- Task objective
Continue the text about the historical account books in the "Coll Misc" series, starting right after its last sentence.

- Selected extract
# # # # #

Our ‘Coll Misc’ series (essentially a collection of ‘odds-and-ends-with-nowhere-else-to-go’) includes significant numbers of personal and household account books, ranging in date from the late 17th century through to the early 19th century. Although on paper these don’t sound terribly promising sources, social and economic historians can use them to investigate in great detail changes in the costs and standard of living, and the development of consumption and spending patterns. But they are surprisingly accessible to non-experts too, and even a quick look through them can reveal a lot about the lifestyles of those who compiled them.
Coll Misc 0266 is the account book of a sugar planter, the owner of the Buenos Ayres estate in Trinidad. Covering the years 1799 to 1819, the book records both business and personal expenditure. The business accounts include the purchases of slaves, cutlasses for harvesting cane, iron pots and other equipment for sugar, molasses and rum production, repairs to estate buildings and livestock. The accounts suggest a workforce in poor health, with a high mortality rate, and frequent sickness (medicines purchased include glauber salts, cantharides, salt of steel and sulphur). The accounts also confirm a workforce that was actively rebellious, with several entries for monies paid for the return of runaway slaves. The personal accounts hint at a somewhat empty existence, with the consumption of enormous quantities of alcohol and substantial gambling losses. The only mention of family life is a brief entry for a son’s schooling.

# # # # #

Referring expression grounding data

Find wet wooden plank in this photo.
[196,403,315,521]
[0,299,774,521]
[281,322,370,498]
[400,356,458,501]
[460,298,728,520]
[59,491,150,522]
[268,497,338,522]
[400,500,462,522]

# # # # #

- Result of this exercise
Coll Misc 0369, the account book of an Anglican clergyman living in Wiltshire in the early 1790s, presents a very different prospect. His housekeeping expenses are dominated by laundry bills, utensils, coal and food (mainly plain fare – fish, chicken, watercress, bacon, eggs – but occasionally fancy items such as Souchong tea appear). He also includes a small list of stable and garden expenses as well as a longer list of ‘pocket and cash’ expenses including toiletries, books and concerts and plays. There are frequent small donations to beggars and other charity cases.
Coll Misc 0037, the personal account book of Sophy Ranson, provides us with a glimpse into the life of a genteel middle class lady in the 1820s. Sophy’s income was made up from dividends from investments, while her expenditure was dominated by clothing and clothing care, haberdashery, and toiletries. Music appears to have been Sophie’s main hobby, and there are records of expenditure on piano tuning, sheet music and trips to the opera. Other leisure activities include visits to the diorama and a water colour exhibition. Money spent on food is limited to drinks and sweet snacks which suggests that although she had her own sources of income she lived within a larger household. Religion and charitable giving are also strong themes; rent for a pew in Paddington Church, a charity school subscription and sacrament money all feature regularly.
Finally, Coll Misc 0377, the account books of Edgar Corrie, upper middle class merchant, show the prolific outgoings of a respectable family man and householder in the mid-nineteenth century: a relentless round of spending on clothes and shoes for his wife and nine children, dancing, music and archery lessons, servants’ wages, trademens’ and doctors’ bills, a plethora of rates, taxes and insurance, coal, new carpets and furniture, house redecoration, carriage and coach fares, his daughters’ weddings…. One more unusual item is recorded in January 1856 – ‘Claudet for photograph and frame’ – a reference to Antoine Claudet, one of the first commercial photographers, who learnt the daguerreotype process from Daguerre himself and then set up shop in London.